=== Problem to solve ===
Find every line in the rows below that contains the string "window" and copy each such line in full.

---------- Records supplied

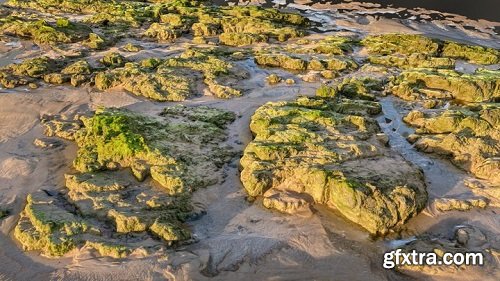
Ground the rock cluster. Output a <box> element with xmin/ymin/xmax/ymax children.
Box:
<box><xmin>14</xmin><ymin>107</ymin><xmax>235</xmax><ymax>258</ymax></box>
<box><xmin>241</xmin><ymin>86</ymin><xmax>427</xmax><ymax>234</ymax></box>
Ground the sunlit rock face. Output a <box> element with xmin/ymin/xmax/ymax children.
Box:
<box><xmin>241</xmin><ymin>81</ymin><xmax>427</xmax><ymax>234</ymax></box>
<box><xmin>15</xmin><ymin>107</ymin><xmax>234</xmax><ymax>258</ymax></box>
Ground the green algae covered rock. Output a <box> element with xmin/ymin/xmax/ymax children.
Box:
<box><xmin>219</xmin><ymin>33</ymin><xmax>268</xmax><ymax>46</ymax></box>
<box><xmin>101</xmin><ymin>52</ymin><xmax>127</xmax><ymax>68</ymax></box>
<box><xmin>95</xmin><ymin>49</ymin><xmax>247</xmax><ymax>101</ymax></box>
<box><xmin>0</xmin><ymin>56</ymin><xmax>64</xmax><ymax>88</ymax></box>
<box><xmin>442</xmin><ymin>42</ymin><xmax>500</xmax><ymax>64</ymax></box>
<box><xmin>255</xmin><ymin>53</ymin><xmax>357</xmax><ymax>71</ymax></box>
<box><xmin>0</xmin><ymin>209</ymin><xmax>10</xmax><ymax>220</ymax></box>
<box><xmin>14</xmin><ymin>191</ymin><xmax>89</xmax><ymax>256</ymax></box>
<box><xmin>95</xmin><ymin>63</ymin><xmax>193</xmax><ymax>101</ymax></box>
<box><xmin>316</xmin><ymin>77</ymin><xmax>384</xmax><ymax>100</ymax></box>
<box><xmin>241</xmin><ymin>92</ymin><xmax>427</xmax><ymax>233</ymax></box>
<box><xmin>361</xmin><ymin>33</ymin><xmax>439</xmax><ymax>55</ymax></box>
<box><xmin>368</xmin><ymin>53</ymin><xmax>455</xmax><ymax>69</ymax></box>
<box><xmin>0</xmin><ymin>16</ymin><xmax>92</xmax><ymax>45</ymax></box>
<box><xmin>255</xmin><ymin>54</ymin><xmax>307</xmax><ymax>70</ymax></box>
<box><xmin>404</xmin><ymin>107</ymin><xmax>500</xmax><ymax>184</ymax></box>
<box><xmin>82</xmin><ymin>33</ymin><xmax>108</xmax><ymax>50</ymax></box>
<box><xmin>144</xmin><ymin>23</ymin><xmax>181</xmax><ymax>41</ymax></box>
<box><xmin>390</xmin><ymin>69</ymin><xmax>500</xmax><ymax>102</ymax></box>
<box><xmin>15</xmin><ymin>107</ymin><xmax>235</xmax><ymax>258</ymax></box>
<box><xmin>313</xmin><ymin>36</ymin><xmax>355</xmax><ymax>55</ymax></box>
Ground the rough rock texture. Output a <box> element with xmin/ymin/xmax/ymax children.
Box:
<box><xmin>434</xmin><ymin>198</ymin><xmax>488</xmax><ymax>211</ymax></box>
<box><xmin>396</xmin><ymin>224</ymin><xmax>500</xmax><ymax>275</ymax></box>
<box><xmin>241</xmin><ymin>91</ymin><xmax>427</xmax><ymax>233</ymax></box>
<box><xmin>14</xmin><ymin>107</ymin><xmax>234</xmax><ymax>258</ymax></box>
<box><xmin>389</xmin><ymin>69</ymin><xmax>500</xmax><ymax>102</ymax></box>
<box><xmin>361</xmin><ymin>34</ymin><xmax>500</xmax><ymax>65</ymax></box>
<box><xmin>95</xmin><ymin>49</ymin><xmax>247</xmax><ymax>101</ymax></box>
<box><xmin>361</xmin><ymin>34</ymin><xmax>439</xmax><ymax>55</ymax></box>
<box><xmin>442</xmin><ymin>42</ymin><xmax>500</xmax><ymax>64</ymax></box>
<box><xmin>0</xmin><ymin>16</ymin><xmax>92</xmax><ymax>45</ymax></box>
<box><xmin>255</xmin><ymin>53</ymin><xmax>357</xmax><ymax>71</ymax></box>
<box><xmin>404</xmin><ymin>107</ymin><xmax>500</xmax><ymax>184</ymax></box>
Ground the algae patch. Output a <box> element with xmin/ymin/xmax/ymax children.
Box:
<box><xmin>15</xmin><ymin>107</ymin><xmax>235</xmax><ymax>258</ymax></box>
<box><xmin>241</xmin><ymin>88</ymin><xmax>427</xmax><ymax>234</ymax></box>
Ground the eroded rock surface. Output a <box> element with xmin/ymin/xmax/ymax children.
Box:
<box><xmin>15</xmin><ymin>107</ymin><xmax>235</xmax><ymax>258</ymax></box>
<box><xmin>241</xmin><ymin>88</ymin><xmax>427</xmax><ymax>233</ymax></box>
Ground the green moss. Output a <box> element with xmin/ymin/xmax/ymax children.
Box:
<box><xmin>240</xmin><ymin>91</ymin><xmax>427</xmax><ymax>233</ymax></box>
<box><xmin>255</xmin><ymin>53</ymin><xmax>357</xmax><ymax>71</ymax></box>
<box><xmin>95</xmin><ymin>60</ymin><xmax>193</xmax><ymax>101</ymax></box>
<box><xmin>0</xmin><ymin>56</ymin><xmax>64</xmax><ymax>88</ymax></box>
<box><xmin>101</xmin><ymin>52</ymin><xmax>127</xmax><ymax>68</ymax></box>
<box><xmin>316</xmin><ymin>77</ymin><xmax>384</xmax><ymax>100</ymax></box>
<box><xmin>0</xmin><ymin>16</ymin><xmax>91</xmax><ymax>46</ymax></box>
<box><xmin>162</xmin><ymin>105</ymin><xmax>236</xmax><ymax>128</ymax></box>
<box><xmin>0</xmin><ymin>209</ymin><xmax>10</xmax><ymax>220</ymax></box>
<box><xmin>85</xmin><ymin>241</ymin><xmax>130</xmax><ymax>259</ymax></box>
<box><xmin>368</xmin><ymin>53</ymin><xmax>455</xmax><ymax>69</ymax></box>
<box><xmin>442</xmin><ymin>42</ymin><xmax>500</xmax><ymax>64</ymax></box>
<box><xmin>15</xmin><ymin>106</ymin><xmax>235</xmax><ymax>258</ymax></box>
<box><xmin>313</xmin><ymin>36</ymin><xmax>355</xmax><ymax>55</ymax></box>
<box><xmin>391</xmin><ymin>69</ymin><xmax>500</xmax><ymax>102</ymax></box>
<box><xmin>82</xmin><ymin>33</ymin><xmax>108</xmax><ymax>50</ymax></box>
<box><xmin>404</xmin><ymin>105</ymin><xmax>500</xmax><ymax>183</ymax></box>
<box><xmin>14</xmin><ymin>191</ymin><xmax>89</xmax><ymax>256</ymax></box>
<box><xmin>150</xmin><ymin>220</ymin><xmax>191</xmax><ymax>241</ymax></box>
<box><xmin>144</xmin><ymin>23</ymin><xmax>181</xmax><ymax>41</ymax></box>
<box><xmin>255</xmin><ymin>54</ymin><xmax>307</xmax><ymax>70</ymax></box>
<box><xmin>219</xmin><ymin>33</ymin><xmax>268</xmax><ymax>46</ymax></box>
<box><xmin>122</xmin><ymin>43</ymin><xmax>143</xmax><ymax>53</ymax></box>
<box><xmin>361</xmin><ymin>34</ymin><xmax>439</xmax><ymax>55</ymax></box>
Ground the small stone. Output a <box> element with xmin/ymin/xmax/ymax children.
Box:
<box><xmin>375</xmin><ymin>133</ymin><xmax>389</xmax><ymax>146</ymax></box>
<box><xmin>266</xmin><ymin>73</ymin><xmax>283</xmax><ymax>85</ymax></box>
<box><xmin>406</xmin><ymin>134</ymin><xmax>420</xmax><ymax>144</ymax></box>
<box><xmin>302</xmin><ymin>71</ymin><xmax>320</xmax><ymax>83</ymax></box>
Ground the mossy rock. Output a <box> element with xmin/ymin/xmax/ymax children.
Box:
<box><xmin>442</xmin><ymin>42</ymin><xmax>500</xmax><ymax>64</ymax></box>
<box><xmin>361</xmin><ymin>33</ymin><xmax>440</xmax><ymax>55</ymax></box>
<box><xmin>95</xmin><ymin>61</ymin><xmax>193</xmax><ymax>101</ymax></box>
<box><xmin>144</xmin><ymin>22</ymin><xmax>181</xmax><ymax>41</ymax></box>
<box><xmin>0</xmin><ymin>16</ymin><xmax>92</xmax><ymax>46</ymax></box>
<box><xmin>368</xmin><ymin>53</ymin><xmax>455</xmax><ymax>69</ymax></box>
<box><xmin>255</xmin><ymin>54</ymin><xmax>307</xmax><ymax>70</ymax></box>
<box><xmin>219</xmin><ymin>32</ymin><xmax>268</xmax><ymax>46</ymax></box>
<box><xmin>15</xmin><ymin>106</ymin><xmax>235</xmax><ymax>258</ymax></box>
<box><xmin>240</xmin><ymin>92</ymin><xmax>427</xmax><ymax>234</ymax></box>
<box><xmin>316</xmin><ymin>77</ymin><xmax>384</xmax><ymax>101</ymax></box>
<box><xmin>101</xmin><ymin>52</ymin><xmax>127</xmax><ymax>68</ymax></box>
<box><xmin>403</xmin><ymin>104</ymin><xmax>500</xmax><ymax>183</ymax></box>
<box><xmin>0</xmin><ymin>56</ymin><xmax>69</xmax><ymax>88</ymax></box>
<box><xmin>390</xmin><ymin>69</ymin><xmax>500</xmax><ymax>103</ymax></box>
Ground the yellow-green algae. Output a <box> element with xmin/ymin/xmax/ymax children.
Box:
<box><xmin>95</xmin><ymin>49</ymin><xmax>247</xmax><ymax>101</ymax></box>
<box><xmin>390</xmin><ymin>69</ymin><xmax>500</xmax><ymax>102</ymax></box>
<box><xmin>15</xmin><ymin>106</ymin><xmax>235</xmax><ymax>258</ymax></box>
<box><xmin>241</xmin><ymin>88</ymin><xmax>427</xmax><ymax>233</ymax></box>
<box><xmin>0</xmin><ymin>13</ymin><xmax>92</xmax><ymax>45</ymax></box>
<box><xmin>404</xmin><ymin>104</ymin><xmax>500</xmax><ymax>184</ymax></box>
<box><xmin>361</xmin><ymin>33</ymin><xmax>500</xmax><ymax>65</ymax></box>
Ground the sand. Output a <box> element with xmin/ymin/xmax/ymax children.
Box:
<box><xmin>0</xmin><ymin>1</ymin><xmax>500</xmax><ymax>280</ymax></box>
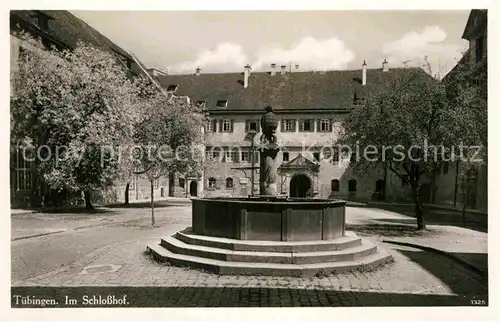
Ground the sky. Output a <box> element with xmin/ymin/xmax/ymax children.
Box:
<box><xmin>72</xmin><ymin>10</ymin><xmax>469</xmax><ymax>75</ymax></box>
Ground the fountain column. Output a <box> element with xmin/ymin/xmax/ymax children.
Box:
<box><xmin>259</xmin><ymin>106</ymin><xmax>280</xmax><ymax>196</ymax></box>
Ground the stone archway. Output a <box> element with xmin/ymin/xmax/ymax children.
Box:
<box><xmin>290</xmin><ymin>174</ymin><xmax>312</xmax><ymax>198</ymax></box>
<box><xmin>189</xmin><ymin>180</ymin><xmax>198</xmax><ymax>197</ymax></box>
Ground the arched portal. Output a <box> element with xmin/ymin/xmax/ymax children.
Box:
<box><xmin>290</xmin><ymin>174</ymin><xmax>312</xmax><ymax>198</ymax></box>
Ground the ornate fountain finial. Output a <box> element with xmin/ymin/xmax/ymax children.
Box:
<box><xmin>260</xmin><ymin>105</ymin><xmax>278</xmax><ymax>144</ymax></box>
<box><xmin>260</xmin><ymin>105</ymin><xmax>279</xmax><ymax>196</ymax></box>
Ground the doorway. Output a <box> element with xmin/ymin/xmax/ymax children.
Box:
<box><xmin>189</xmin><ymin>181</ymin><xmax>198</xmax><ymax>197</ymax></box>
<box><xmin>290</xmin><ymin>174</ymin><xmax>312</xmax><ymax>198</ymax></box>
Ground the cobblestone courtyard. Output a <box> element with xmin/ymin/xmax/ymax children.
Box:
<box><xmin>12</xmin><ymin>206</ymin><xmax>488</xmax><ymax>306</ymax></box>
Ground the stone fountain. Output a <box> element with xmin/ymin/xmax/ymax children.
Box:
<box><xmin>147</xmin><ymin>106</ymin><xmax>392</xmax><ymax>276</ymax></box>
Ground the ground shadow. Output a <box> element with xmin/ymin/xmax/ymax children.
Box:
<box><xmin>11</xmin><ymin>287</ymin><xmax>488</xmax><ymax>308</ymax></box>
<box><xmin>370</xmin><ymin>205</ymin><xmax>488</xmax><ymax>233</ymax></box>
<box><xmin>104</xmin><ymin>201</ymin><xmax>190</xmax><ymax>209</ymax></box>
<box><xmin>346</xmin><ymin>223</ymin><xmax>428</xmax><ymax>237</ymax></box>
<box><xmin>397</xmin><ymin>249</ymin><xmax>488</xmax><ymax>294</ymax></box>
<box><xmin>36</xmin><ymin>207</ymin><xmax>116</xmax><ymax>215</ymax></box>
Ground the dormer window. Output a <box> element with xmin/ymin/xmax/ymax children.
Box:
<box><xmin>215</xmin><ymin>100</ymin><xmax>227</xmax><ymax>108</ymax></box>
<box><xmin>196</xmin><ymin>101</ymin><xmax>207</xmax><ymax>107</ymax></box>
<box><xmin>167</xmin><ymin>84</ymin><xmax>179</xmax><ymax>92</ymax></box>
<box><xmin>31</xmin><ymin>11</ymin><xmax>53</xmax><ymax>31</ymax></box>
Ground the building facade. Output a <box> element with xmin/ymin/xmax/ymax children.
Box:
<box><xmin>157</xmin><ymin>62</ymin><xmax>430</xmax><ymax>201</ymax></box>
<box><xmin>433</xmin><ymin>10</ymin><xmax>488</xmax><ymax>212</ymax></box>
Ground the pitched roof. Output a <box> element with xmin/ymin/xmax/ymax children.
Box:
<box><xmin>10</xmin><ymin>10</ymin><xmax>132</xmax><ymax>60</ymax></box>
<box><xmin>157</xmin><ymin>68</ymin><xmax>428</xmax><ymax>113</ymax></box>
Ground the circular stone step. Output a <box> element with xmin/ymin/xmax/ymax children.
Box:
<box><xmin>147</xmin><ymin>231</ymin><xmax>392</xmax><ymax>277</ymax></box>
<box><xmin>175</xmin><ymin>228</ymin><xmax>362</xmax><ymax>253</ymax></box>
<box><xmin>160</xmin><ymin>237</ymin><xmax>377</xmax><ymax>264</ymax></box>
<box><xmin>147</xmin><ymin>245</ymin><xmax>392</xmax><ymax>277</ymax></box>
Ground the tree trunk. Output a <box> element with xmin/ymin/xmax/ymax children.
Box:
<box><xmin>125</xmin><ymin>182</ymin><xmax>130</xmax><ymax>205</ymax></box>
<box><xmin>411</xmin><ymin>182</ymin><xmax>425</xmax><ymax>230</ymax></box>
<box><xmin>83</xmin><ymin>190</ymin><xmax>94</xmax><ymax>210</ymax></box>
<box><xmin>151</xmin><ymin>181</ymin><xmax>155</xmax><ymax>226</ymax></box>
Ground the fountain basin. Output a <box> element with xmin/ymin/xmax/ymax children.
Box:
<box><xmin>192</xmin><ymin>196</ymin><xmax>346</xmax><ymax>241</ymax></box>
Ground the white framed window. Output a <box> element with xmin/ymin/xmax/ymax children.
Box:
<box><xmin>319</xmin><ymin>119</ymin><xmax>330</xmax><ymax>132</ymax></box>
<box><xmin>205</xmin><ymin>120</ymin><xmax>214</xmax><ymax>132</ymax></box>
<box><xmin>300</xmin><ymin>120</ymin><xmax>314</xmax><ymax>132</ymax></box>
<box><xmin>222</xmin><ymin>120</ymin><xmax>233</xmax><ymax>132</ymax></box>
<box><xmin>11</xmin><ymin>150</ymin><xmax>33</xmax><ymax>191</ymax></box>
<box><xmin>224</xmin><ymin>150</ymin><xmax>239</xmax><ymax>162</ymax></box>
<box><xmin>282</xmin><ymin>120</ymin><xmax>295</xmax><ymax>132</ymax></box>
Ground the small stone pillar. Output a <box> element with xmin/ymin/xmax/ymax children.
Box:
<box><xmin>258</xmin><ymin>106</ymin><xmax>280</xmax><ymax>196</ymax></box>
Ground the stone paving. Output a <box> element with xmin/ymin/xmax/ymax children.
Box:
<box><xmin>12</xmin><ymin>204</ymin><xmax>488</xmax><ymax>306</ymax></box>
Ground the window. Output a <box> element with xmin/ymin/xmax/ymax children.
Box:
<box><xmin>348</xmin><ymin>179</ymin><xmax>356</xmax><ymax>192</ymax></box>
<box><xmin>332</xmin><ymin>149</ymin><xmax>340</xmax><ymax>162</ymax></box>
<box><xmin>245</xmin><ymin>120</ymin><xmax>260</xmax><ymax>132</ymax></box>
<box><xmin>300</xmin><ymin>120</ymin><xmax>314</xmax><ymax>132</ymax></box>
<box><xmin>11</xmin><ymin>150</ymin><xmax>33</xmax><ymax>191</ymax></box>
<box><xmin>281</xmin><ymin>120</ymin><xmax>295</xmax><ymax>132</ymax></box>
<box><xmin>476</xmin><ymin>36</ymin><xmax>484</xmax><ymax>63</ymax></box>
<box><xmin>196</xmin><ymin>101</ymin><xmax>207</xmax><ymax>107</ymax></box>
<box><xmin>30</xmin><ymin>11</ymin><xmax>52</xmax><ymax>31</ymax></box>
<box><xmin>128</xmin><ymin>174</ymin><xmax>137</xmax><ymax>190</ymax></box>
<box><xmin>318</xmin><ymin>119</ymin><xmax>331</xmax><ymax>132</ymax></box>
<box><xmin>221</xmin><ymin>120</ymin><xmax>233</xmax><ymax>132</ymax></box>
<box><xmin>205</xmin><ymin>148</ymin><xmax>220</xmax><ymax>160</ymax></box>
<box><xmin>332</xmin><ymin>179</ymin><xmax>340</xmax><ymax>191</ymax></box>
<box><xmin>205</xmin><ymin>120</ymin><xmax>215</xmax><ymax>132</ymax></box>
<box><xmin>401</xmin><ymin>174</ymin><xmax>410</xmax><ymax>186</ymax></box>
<box><xmin>253</xmin><ymin>151</ymin><xmax>259</xmax><ymax>163</ymax></box>
<box><xmin>224</xmin><ymin>151</ymin><xmax>234</xmax><ymax>162</ymax></box>
<box><xmin>167</xmin><ymin>84</ymin><xmax>178</xmax><ymax>92</ymax></box>
<box><xmin>215</xmin><ymin>100</ymin><xmax>227</xmax><ymax>107</ymax></box>
<box><xmin>350</xmin><ymin>151</ymin><xmax>358</xmax><ymax>162</ymax></box>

--------------------

=== Task answer ===
Ground the dormer window. Output a <box> element with xmin/ymin/xmax/ymax children.
Ground the white framed window. Output a <box> element with xmin/ymin/xmax/ymax children.
Ground the window. Output a <box> element with xmin/ymin/xmax/ymax children.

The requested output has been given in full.